start Data provided

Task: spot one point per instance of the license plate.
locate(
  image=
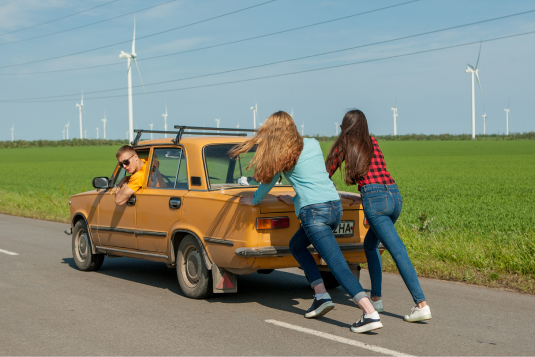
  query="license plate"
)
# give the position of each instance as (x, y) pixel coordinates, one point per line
(344, 229)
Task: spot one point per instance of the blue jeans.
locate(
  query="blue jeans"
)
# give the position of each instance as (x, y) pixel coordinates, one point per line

end Data provided

## Short exercise
Repeat the full listing above exactly, with no pictures in the copy.

## Answer to the exercise
Task: spot one point per instance of the license plate.
locate(
  image=
  query="license plate"
)
# give the position of each instance as (x, y) pixel coordinates, one point per line
(344, 229)
Task: spot one point per instance of the blue jeans.
locate(
  query="blue jeans"
)
# give the position of each instance as (x, y) pixel coordinates, one point per line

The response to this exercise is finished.